# ASSIGNED TASK 1
Rewrite the text on sleep and insomnia in older adults from "It is important" to "have increased energy.", changing "stimulant" to "wake-promoting substance".
# ASSIGNED TASK 2
Write the next part of the text on sleep and insomnia in older adults, starting right after its final sentence.

(EXCERPT TO READ Opens)

It is a common misperception that the quality of a person’s sleep decreases as they age. We have all had nights during which we did not sleep well (due to stress, not feeling well, a tooth ache, etc.) but this tends to only last one or two nights. Insomnia (trouble getting to and staying asleep) is a common complaint with older adults. They do not have a few nights of not sleeping well, but may experience difficulty with insomnia every night.
The negative effects on both a person’s physical and mental ability of not getting a good night’s sleep is well documented with a person’s cognition/memory being negatively affected by lack of sleep. A number of studies have shown that people who have persistent insomnia demonstrate significant decreased ability to learn new information, have decreased performance on cognitive assessment scales and are potentially at a greater risk for developing Alzheimer’s disease.
It is important to ask about sleep patterns/problems. The insomnia someone experiences may be long standing and the person has simply come to assume that poor sleep quality is normal for them and a normal part of the aging process. Implementation of a sleep hygiene program may have a positive effect on someone who suffers from insomnia with a subsequent improvement in cognition, memory and physical ability.
The following areas should be assessed:
- Medication review: Can a medication that may affect sleep quality be taken earlier in the day? Over the counter (OTC) medication should be assessed as many pain relievers; decongestants and cough/cold medicines can impair sleep and may actually be a stimulant.
- Does the person take a “nap’ during the day?
- Are they exercising late in the day/going for walks after dinner? These activities may actually cause the person to have increased energy.
- What are their eating/drinking patterns? How much caffeine or other liquids are consumed and when? Are big meals/deserts being eaten in the evening? Obviously caffeine is a stimulant and for a lot of people, so is alcohol.

(EXCERPT TO READ Closes)
(PROVIDED MATERIAL Opens)

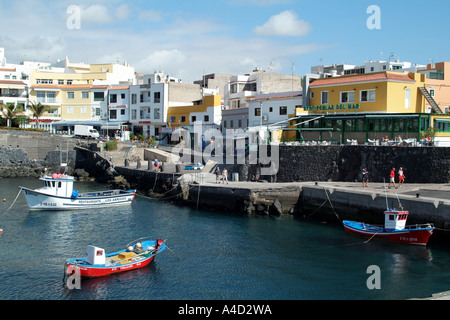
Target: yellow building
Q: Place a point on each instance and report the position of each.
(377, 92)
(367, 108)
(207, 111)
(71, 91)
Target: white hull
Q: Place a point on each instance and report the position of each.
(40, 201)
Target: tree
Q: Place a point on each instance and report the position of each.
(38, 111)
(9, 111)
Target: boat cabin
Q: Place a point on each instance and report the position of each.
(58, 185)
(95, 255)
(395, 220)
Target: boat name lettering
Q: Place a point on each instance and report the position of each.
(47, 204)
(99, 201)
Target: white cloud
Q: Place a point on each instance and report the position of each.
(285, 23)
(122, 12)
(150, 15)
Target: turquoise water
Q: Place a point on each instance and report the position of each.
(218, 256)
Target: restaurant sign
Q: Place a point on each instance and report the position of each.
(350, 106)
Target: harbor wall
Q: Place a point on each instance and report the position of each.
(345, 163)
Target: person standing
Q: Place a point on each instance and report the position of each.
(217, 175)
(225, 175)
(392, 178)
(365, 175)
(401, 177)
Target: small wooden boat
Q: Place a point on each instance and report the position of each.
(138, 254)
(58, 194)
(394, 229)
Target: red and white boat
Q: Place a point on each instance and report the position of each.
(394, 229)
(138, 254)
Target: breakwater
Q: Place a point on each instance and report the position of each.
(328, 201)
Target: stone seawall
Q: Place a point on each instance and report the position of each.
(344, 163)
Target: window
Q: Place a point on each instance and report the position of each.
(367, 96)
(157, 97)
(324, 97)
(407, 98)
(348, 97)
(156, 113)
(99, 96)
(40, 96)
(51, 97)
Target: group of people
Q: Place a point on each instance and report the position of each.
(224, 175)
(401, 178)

(PROVIDED MATERIAL Closes)

# TASK RESPONSE 1
It is important to ask about sleep patterns/problems. The insomnia someone experiences may be long standing and the person has simply come to assume that poor sleep quality is normal for them and a normal part of the aging process. Implementation of a sleep hygiene program may have a positive effect on someone who suffers from insomnia with a subsequent improvement in cognition, memory and physical ability.
The following areas should be assessed:
- Medication review: Can a medication that may affect sleep quality be taken earlier in the day? Over the counter (OTC) medication should be assessed as many pain relievers; decongestants and cough/cold medicines can impair sleep and may actually be a wake-promoting substance.
- Does the person take a “nap’ during the day?
- Are they exercising late in the day/going for walks after dinner? These activities may actually cause the person to have increased energy.

# TASK RESPONSE 2
- What activities does the person engage in during the two hours prior to going to bed?
- Do they read or watch TV in bed?
- What is the bedroom environment like? Noisy, bright lights from the outside, not comfortable?
A sleep hygiene program should consist of the following components:
- The bedroom should only be used for sleeping. There should be no snacking; listening to a radio or watching TV. If an e-reader is used, be aware that the blue spectrum of light is a stimulant.
- It is important to go to bed and arise at the same time each day.
- Avoid exercising within 3-4 hours of bedtime.
- Avoid eating and drinking of liquids after 6 PM.
- Avoid taking a hot bath/shower at least 90 minutes prior to going to bed
- Avoid alcohol for at least 2 hours before bedtime.
- Develop a routine/ritual that is performed prior to going to bed. This may include relaxation techniques, stretching, Yoga, reading, etc.
- If a person cannot fall asleep within 20-30 minutes of going to bed, they should get out of bed and try doing something relaxing before going back to bed.
- Make sure the bedroom is dark and does not allow outside light (street lighting/sunshine) to come in. The use of room darkening shades maybe needed.
Something as simple as improving a person’s sleep quality may have a huge domino effect on their cognition and memory ability and may actually eliminate issues associated with mild cognitive issues.